* start Exercise materials *

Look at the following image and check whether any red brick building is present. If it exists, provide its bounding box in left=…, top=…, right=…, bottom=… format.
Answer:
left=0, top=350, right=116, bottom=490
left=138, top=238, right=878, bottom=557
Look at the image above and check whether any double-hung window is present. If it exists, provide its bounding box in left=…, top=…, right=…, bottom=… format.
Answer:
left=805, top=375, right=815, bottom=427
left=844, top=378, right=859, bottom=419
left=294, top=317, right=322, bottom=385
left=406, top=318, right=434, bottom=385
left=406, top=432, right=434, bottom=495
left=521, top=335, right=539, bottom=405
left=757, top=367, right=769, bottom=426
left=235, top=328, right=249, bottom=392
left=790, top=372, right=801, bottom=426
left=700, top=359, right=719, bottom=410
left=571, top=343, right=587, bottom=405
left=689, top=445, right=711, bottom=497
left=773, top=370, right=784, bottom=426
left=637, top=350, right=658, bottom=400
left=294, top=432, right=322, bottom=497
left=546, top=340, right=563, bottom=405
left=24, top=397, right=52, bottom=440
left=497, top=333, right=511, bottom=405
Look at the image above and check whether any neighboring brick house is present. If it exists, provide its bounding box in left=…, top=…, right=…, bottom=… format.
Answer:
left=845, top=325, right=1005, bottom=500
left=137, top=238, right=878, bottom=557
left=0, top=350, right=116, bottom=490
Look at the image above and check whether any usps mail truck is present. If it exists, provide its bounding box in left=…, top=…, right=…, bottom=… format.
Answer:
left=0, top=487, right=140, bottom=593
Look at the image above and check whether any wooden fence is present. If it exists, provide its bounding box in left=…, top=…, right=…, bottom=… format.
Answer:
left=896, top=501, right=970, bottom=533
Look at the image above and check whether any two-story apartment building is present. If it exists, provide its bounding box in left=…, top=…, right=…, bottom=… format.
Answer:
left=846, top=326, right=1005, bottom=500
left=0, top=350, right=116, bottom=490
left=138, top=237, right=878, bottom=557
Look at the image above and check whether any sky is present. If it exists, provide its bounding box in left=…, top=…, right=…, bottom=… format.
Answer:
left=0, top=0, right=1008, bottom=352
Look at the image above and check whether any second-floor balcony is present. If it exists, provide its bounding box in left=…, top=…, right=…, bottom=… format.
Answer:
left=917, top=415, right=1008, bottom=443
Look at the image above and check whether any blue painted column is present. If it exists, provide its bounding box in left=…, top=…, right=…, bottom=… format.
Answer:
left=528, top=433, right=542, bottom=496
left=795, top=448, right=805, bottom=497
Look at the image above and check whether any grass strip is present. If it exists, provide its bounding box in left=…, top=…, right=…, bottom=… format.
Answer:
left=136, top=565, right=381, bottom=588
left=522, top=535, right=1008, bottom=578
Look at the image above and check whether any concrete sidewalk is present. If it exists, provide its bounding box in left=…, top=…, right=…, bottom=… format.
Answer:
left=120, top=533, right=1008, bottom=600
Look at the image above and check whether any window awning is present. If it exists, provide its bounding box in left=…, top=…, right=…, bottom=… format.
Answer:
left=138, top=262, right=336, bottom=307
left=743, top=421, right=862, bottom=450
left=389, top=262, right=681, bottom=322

* end Exercise materials *

Problem to work on: Reproduce the records from the line containing "Look at the image above and check whether any window" through the end of the records, substituting "fabric awning" for "window awning" and leaving everything else unchanged.

Solution to this problem:
Look at the image above and check whether any fabric awning is present. If it exists, provide its bounding box in left=…, top=…, right=…, bottom=… format.
Answer:
left=138, top=262, right=336, bottom=307
left=743, top=421, right=862, bottom=450
left=389, top=262, right=681, bottom=322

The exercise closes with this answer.